**Records supplied**

━━━━━━━━━━

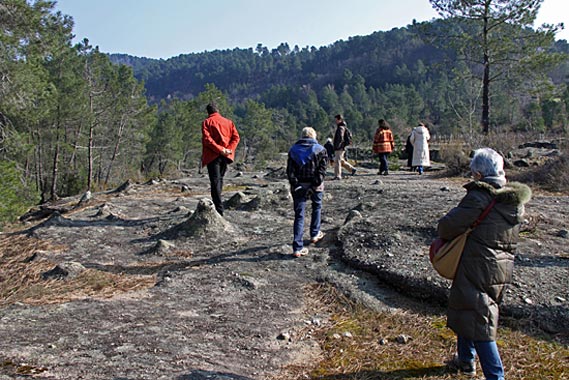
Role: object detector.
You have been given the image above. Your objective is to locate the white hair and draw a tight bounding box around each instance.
[300,127,316,139]
[470,148,506,177]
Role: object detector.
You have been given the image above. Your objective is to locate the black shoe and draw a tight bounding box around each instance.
[447,354,476,377]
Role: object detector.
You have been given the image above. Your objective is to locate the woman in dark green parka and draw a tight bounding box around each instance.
[438,148,531,380]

━━━━━━━━━━

**Exercise goal**
Pick out every line of the listing that contains the word "instance" and copy each one in full. Matches are case-sensitive.

**Reply to the exercise**
You have been given the image above. Your objective is to locate the white hair and draw a tight bounding box around each instance.
You have been given the image above. Your objective is to locate the black shoe and draw a tight bounding box around each instance.
You have been given the image above. Your objective is to locate the woman in dark green parka and draw a tight bounding box around each instance.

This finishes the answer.